— start Excerpted passage —

Tuesday, September 7th, 2004
11:19 pm
Tonight
I need be okay now, and so I am forcing myself to be.
I need to crawl out of what I am feeling and thinking and contumpating, so I am going to.
I have no idea how, especially since I can't find anyone to help me.
I can't keep living moment to moment, so I am going to stop.
I need to reteach myself how to live again.
I need to go on walks
I need to paint pictures
I need to learn to react
I have to stop internalizing things.

I HAVE TO WRITE

write every thought inside my head, write everything i want to say and need to say,

I need to stop sleeping, I need to wake up and realize that each day is new
I need to find my smile.
I need to say these words to myself every single day,
for a million years if I have too
as long as it takes to be able to be okay, whatever okay means.

— end Excerpted passage —
— start Raw records —

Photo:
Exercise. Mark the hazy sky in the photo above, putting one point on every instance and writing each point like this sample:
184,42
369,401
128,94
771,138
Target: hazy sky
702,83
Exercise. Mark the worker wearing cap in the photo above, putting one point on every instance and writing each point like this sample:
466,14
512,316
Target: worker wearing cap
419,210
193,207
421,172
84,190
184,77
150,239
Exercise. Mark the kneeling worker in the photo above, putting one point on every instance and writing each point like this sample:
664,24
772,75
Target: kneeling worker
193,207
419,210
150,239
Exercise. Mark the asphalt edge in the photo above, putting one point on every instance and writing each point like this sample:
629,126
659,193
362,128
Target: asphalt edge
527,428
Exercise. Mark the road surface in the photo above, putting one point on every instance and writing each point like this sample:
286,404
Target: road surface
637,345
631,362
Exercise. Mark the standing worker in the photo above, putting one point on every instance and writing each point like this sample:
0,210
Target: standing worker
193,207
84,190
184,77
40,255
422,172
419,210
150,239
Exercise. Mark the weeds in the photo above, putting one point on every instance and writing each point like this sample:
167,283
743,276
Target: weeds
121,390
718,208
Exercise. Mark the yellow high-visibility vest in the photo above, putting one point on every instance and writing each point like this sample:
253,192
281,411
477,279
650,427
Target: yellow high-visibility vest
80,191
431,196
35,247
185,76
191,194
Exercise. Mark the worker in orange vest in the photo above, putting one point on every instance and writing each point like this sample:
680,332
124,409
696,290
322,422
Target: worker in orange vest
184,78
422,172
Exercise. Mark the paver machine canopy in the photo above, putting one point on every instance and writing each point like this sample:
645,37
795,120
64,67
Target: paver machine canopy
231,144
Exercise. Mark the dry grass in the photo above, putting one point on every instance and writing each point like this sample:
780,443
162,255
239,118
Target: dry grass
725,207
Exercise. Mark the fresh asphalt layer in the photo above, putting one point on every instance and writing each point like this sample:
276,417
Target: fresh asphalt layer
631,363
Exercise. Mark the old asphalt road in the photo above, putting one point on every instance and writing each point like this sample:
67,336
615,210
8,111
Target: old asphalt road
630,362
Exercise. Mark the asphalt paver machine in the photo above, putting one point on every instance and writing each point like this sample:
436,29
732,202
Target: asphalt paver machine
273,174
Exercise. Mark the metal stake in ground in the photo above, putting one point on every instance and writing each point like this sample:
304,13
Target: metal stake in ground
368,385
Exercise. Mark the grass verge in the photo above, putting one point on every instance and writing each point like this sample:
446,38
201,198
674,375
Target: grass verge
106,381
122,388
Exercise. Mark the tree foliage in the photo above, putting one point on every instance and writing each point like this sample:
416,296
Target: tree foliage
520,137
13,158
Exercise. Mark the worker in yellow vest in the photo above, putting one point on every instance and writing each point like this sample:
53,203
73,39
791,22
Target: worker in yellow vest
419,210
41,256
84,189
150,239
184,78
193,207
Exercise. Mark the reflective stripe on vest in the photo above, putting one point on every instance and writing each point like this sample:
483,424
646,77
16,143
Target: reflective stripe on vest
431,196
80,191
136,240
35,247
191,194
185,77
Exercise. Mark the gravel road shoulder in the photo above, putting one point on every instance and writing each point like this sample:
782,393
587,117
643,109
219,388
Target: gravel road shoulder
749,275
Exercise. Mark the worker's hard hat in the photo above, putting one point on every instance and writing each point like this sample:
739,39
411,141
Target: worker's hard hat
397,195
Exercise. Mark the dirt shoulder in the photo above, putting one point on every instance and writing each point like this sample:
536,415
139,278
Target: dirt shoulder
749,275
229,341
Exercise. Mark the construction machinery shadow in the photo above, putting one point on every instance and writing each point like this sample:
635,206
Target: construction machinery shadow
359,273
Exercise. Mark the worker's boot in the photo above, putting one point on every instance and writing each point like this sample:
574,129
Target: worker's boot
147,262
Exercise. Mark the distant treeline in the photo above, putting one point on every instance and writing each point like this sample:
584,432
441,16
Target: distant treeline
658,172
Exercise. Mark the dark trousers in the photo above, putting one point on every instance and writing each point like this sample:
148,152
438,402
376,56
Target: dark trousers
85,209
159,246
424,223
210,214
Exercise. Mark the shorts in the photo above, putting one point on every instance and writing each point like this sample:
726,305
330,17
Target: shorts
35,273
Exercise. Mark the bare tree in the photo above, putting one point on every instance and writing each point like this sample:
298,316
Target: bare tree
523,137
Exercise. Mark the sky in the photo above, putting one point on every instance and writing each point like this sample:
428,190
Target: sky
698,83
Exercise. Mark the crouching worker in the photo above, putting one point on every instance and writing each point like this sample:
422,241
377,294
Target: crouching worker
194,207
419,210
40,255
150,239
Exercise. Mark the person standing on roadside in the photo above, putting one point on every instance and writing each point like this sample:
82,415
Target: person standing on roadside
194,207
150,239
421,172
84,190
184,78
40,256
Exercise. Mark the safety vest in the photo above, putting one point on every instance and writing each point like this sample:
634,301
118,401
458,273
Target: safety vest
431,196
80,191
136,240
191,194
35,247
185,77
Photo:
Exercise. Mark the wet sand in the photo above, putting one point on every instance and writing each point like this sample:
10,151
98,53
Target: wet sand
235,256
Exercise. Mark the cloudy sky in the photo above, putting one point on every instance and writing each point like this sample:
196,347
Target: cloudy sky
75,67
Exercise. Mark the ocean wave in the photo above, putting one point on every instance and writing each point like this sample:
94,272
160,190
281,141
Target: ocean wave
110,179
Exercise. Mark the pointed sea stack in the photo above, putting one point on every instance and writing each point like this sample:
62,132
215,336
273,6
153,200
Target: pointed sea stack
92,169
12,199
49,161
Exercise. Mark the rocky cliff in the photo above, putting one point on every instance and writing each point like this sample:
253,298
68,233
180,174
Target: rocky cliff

— end Raw records —

= Directives =
1. In the journal entry, what time is written under the date?
2. Write out the journal entry again, beginning at the line that has "I need to crawl" and stopping after "going to stop.", and swap "moment to moment" for "day to day".

= Answers for this exercise =
1. 11:19 pm

2.
I need to crawl out of what I am feeling and thinking and contumpating, so I am going to.
I have no idea how, especially since I can't find anyone to help me.
I can't keep living day to day, so I am going to stop.